··· Страница ···
Вам нравится этот золотой голубь над дверью? Посмотрите, какая резьба по дереву! Думаю, этот упитанный представитель стиля барокко прилетел к нам из католического храма. Как он оказался здесь, в Ломоносовском районе? Не без труда я вырвала птицу из рук антиквара под Мюнхеном. Что ни день, я возвращалась к нему в лавку: «Продайте!» И что ни день, он о твечал неизменно отрицательно: “Nein”, «Ни за что», «Даже не просите». Тогда перед отъездом я пришла и сказала: «Я уезжаю. Голубь должен уехать со мной». «Ну уж нет, — антиквар был в своем репертуаре, — Я его не продам!» «А за двести евро?!» Волшебное преображение! Глаза антиквара загорелись — и он снял золотую птицу дрожащими руками с петельки. И вот голубь здесь, перелетел из-под Мюнхена под Петербург!
Переехали на дачу и несколько стульев из линии для дома Parfionova Home. Сейчас мы делаем наши предметы только на заказ. Для ювелира Надежды Байковой, с которой постоянно сотрудничаем, недавно изготовили безупречную, на мой взгляд, черную лаковую трехстворчатую ширму с цветочной вышивкой. Рамы — на длинных золотых рояльных петлях. Очень красивую серию подушек в стиле нашей коллекции 2019-го года «Орфизм» только что отправили в Англию — чудесной девушке с прекрасным вкусом. Яркие, дикие подушки! Если бы я уделяла должное внимание собственным интерьерам, обязательно бы сделала себе такие! Но я не слишком погружена в то, чтобы украшать свой быт. Считайте, все предметы в доме — наш с мужем натюрмортный фонд. Дома в Петербурге стоит большой китайский прилавок: откроешь створки, а там гигантское количество разноцветных керамических ваз. Сюда я тоже натащила всяких — каждый букет требует свою вазу. А иногда и две!
Где я храню одежду? Вы не увидите больших шкафов: если зайти в мой гардероб — слева висят черные рубашки, справа черные брюки. И всё. Я даже ткани не люблю менять под сезон. Разве что есть одна бархатная рубашка на случай Мариинского театра.
В гостиную я хотела поставить оттоманку, но купила желтый диван — того же цвета, что и осеннее дерево на моей картине над ним: «Синее болото» я написала специально в пару. Она сначала его дополнила, а потом выжила: вскоре я поняла, что нам не быть вместе. Пришлось расстаться — желтый диван переехал наверх, а «Синее болото» осталось и теперь соседствует с подушкой Parfionova Home — на ней вышиты болотные ирисы. Думочек дома должно быть много, и из Петербурга в Ломоносовский район переехали мои подушки с вышивками, цитирующими работы Матисса из эрмитажной коллекции — «Красная комната» и «Разговор». Таких ни у кого нет — я сделала их для себя.
··· Зафиксированные данные ···
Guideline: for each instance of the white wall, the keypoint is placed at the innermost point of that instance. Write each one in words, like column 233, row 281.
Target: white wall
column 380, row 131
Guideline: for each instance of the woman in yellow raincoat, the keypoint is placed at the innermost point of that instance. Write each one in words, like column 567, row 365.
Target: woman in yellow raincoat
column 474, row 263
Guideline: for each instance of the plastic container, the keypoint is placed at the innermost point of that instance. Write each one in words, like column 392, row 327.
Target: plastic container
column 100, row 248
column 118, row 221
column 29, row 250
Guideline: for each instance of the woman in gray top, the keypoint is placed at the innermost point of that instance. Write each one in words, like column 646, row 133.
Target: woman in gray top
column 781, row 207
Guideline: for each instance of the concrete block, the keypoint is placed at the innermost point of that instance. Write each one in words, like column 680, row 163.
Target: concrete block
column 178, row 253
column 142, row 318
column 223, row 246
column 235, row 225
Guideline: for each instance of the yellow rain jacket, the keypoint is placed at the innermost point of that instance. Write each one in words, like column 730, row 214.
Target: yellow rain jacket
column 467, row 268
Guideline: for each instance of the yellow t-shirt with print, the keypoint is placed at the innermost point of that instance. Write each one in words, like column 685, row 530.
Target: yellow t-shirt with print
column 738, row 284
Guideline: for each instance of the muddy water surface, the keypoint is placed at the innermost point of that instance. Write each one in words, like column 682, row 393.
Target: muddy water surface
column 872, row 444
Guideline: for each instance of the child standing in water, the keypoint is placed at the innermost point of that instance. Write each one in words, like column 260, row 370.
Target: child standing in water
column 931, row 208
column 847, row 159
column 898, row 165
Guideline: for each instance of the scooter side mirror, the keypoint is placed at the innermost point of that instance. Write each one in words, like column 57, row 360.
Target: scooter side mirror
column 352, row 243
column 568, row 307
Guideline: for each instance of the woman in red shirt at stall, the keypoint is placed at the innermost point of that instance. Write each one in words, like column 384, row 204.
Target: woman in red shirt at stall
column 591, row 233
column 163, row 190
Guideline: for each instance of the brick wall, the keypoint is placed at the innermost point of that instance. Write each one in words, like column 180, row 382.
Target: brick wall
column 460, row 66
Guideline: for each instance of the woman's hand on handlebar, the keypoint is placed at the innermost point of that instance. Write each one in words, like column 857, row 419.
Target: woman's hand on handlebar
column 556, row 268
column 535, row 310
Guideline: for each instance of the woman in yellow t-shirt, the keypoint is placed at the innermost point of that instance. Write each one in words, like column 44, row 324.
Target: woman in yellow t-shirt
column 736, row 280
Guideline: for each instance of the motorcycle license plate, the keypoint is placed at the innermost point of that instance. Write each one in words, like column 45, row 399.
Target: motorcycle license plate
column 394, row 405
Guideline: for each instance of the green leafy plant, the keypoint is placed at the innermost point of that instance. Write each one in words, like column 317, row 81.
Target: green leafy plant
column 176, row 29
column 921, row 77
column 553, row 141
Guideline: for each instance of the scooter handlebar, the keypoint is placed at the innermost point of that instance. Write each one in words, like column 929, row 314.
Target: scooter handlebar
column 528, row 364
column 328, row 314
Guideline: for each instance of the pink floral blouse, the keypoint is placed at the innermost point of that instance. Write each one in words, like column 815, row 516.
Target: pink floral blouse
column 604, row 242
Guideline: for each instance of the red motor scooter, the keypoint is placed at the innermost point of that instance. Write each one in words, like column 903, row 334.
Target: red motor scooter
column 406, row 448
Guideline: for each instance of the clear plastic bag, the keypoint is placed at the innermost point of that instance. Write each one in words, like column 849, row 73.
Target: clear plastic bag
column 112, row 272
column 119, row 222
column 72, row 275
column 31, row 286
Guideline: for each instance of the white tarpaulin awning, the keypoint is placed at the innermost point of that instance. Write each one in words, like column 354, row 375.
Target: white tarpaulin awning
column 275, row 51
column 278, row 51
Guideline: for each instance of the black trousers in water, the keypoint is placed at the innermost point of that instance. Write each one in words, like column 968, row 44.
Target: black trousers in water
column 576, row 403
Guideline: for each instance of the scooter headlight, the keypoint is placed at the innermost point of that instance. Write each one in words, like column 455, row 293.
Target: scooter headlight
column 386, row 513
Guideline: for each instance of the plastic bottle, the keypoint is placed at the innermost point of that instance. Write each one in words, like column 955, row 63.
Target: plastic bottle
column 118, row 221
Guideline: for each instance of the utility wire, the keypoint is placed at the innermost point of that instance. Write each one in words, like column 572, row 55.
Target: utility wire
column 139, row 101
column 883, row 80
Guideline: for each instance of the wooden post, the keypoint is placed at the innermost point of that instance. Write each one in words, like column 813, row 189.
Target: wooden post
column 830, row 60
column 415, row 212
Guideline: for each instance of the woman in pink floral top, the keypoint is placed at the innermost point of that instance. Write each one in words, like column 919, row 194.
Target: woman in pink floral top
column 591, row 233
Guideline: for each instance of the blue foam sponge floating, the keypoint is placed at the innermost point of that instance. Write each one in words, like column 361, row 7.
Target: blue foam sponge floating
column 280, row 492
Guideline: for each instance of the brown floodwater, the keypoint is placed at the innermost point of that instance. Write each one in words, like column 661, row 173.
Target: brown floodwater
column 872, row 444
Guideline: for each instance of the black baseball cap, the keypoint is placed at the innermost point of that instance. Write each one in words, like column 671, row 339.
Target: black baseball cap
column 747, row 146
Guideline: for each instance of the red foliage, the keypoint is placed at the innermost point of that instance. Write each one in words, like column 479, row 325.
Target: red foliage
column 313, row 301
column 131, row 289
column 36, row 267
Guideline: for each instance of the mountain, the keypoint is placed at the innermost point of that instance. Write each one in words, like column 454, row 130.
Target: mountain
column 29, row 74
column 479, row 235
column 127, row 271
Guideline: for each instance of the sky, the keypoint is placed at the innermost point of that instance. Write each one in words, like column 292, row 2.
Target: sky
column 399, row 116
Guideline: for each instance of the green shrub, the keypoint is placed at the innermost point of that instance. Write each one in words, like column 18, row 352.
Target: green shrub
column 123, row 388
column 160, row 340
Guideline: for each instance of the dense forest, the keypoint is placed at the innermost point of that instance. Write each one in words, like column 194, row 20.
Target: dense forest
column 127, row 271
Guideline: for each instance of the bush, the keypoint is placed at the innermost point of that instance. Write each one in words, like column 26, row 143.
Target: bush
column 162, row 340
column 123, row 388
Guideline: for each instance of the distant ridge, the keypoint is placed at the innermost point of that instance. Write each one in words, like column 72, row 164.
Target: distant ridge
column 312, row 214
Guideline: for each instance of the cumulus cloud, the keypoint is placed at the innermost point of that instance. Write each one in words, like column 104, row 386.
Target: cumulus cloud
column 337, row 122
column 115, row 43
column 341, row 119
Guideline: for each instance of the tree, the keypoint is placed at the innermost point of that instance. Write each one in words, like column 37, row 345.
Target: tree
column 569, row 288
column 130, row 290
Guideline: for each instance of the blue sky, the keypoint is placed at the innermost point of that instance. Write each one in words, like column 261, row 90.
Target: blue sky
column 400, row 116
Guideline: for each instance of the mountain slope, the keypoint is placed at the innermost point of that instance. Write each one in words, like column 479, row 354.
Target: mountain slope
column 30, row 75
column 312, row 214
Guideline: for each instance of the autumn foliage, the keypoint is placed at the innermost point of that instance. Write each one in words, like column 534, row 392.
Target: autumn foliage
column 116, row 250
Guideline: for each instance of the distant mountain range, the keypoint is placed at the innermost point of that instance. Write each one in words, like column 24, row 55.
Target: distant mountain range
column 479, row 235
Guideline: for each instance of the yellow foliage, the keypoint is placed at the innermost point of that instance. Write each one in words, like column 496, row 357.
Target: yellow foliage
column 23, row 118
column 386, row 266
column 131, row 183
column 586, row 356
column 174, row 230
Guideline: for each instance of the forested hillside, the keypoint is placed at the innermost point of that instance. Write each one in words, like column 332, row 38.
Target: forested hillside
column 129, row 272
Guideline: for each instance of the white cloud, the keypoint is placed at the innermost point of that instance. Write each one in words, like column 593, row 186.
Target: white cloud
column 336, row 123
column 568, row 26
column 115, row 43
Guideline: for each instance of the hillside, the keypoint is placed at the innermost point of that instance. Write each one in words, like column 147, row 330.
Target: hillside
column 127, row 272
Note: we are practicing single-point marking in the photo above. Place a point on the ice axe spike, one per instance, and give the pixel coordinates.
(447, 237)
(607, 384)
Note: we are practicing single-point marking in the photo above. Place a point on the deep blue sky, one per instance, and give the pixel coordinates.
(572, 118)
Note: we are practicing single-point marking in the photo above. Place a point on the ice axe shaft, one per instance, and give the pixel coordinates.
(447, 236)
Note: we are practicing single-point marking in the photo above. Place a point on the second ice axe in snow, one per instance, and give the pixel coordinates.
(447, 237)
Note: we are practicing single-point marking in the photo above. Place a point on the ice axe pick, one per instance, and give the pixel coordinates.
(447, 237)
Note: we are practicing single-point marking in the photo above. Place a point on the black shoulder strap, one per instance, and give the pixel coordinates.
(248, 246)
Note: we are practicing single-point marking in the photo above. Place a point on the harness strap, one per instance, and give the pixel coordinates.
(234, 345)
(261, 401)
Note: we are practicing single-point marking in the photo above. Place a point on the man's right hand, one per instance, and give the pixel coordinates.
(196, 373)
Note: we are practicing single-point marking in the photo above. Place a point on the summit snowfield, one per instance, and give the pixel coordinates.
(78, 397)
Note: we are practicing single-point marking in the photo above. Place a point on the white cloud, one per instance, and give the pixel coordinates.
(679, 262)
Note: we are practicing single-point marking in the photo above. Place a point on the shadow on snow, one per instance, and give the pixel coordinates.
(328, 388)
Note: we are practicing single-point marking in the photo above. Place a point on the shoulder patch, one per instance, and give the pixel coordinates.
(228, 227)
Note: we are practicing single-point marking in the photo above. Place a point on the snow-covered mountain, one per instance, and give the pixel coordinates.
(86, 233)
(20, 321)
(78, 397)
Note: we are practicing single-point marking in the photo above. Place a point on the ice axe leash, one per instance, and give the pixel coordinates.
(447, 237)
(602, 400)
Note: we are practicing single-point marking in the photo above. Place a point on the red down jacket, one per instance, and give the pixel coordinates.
···
▶ [Суть задания]:
Перепишите без изменений фрагмент текста об убранстве дачи от слов «В гостиную я» до слов «их для себя.» включительно.

▶ [Выполненное задание]:
В гостиную я хотела поставить оттоманку, но купила желтый диван — того же цвета, что и осеннее дерево на моей картине над ним: «Синее болото» я написала специально в пару. Она сначала его дополнила, а потом выжила: вскоре я поняла, что нам не быть вместе. Пришлось расстаться — желтый диван переехал наверх, а «Синее болото» осталось и теперь соседствует с подушкой Parfionova Home — на ней вышиты болотные ирисы. Думочек дома должно быть много, и из Петербурга в Ломоносовский район переехали мои подушки с вышивками, цитирующими работы Матисса из эрмитажной коллекции — «Красная комната» и «Разговор». Таких ни у кого нет — я сделала их для себя.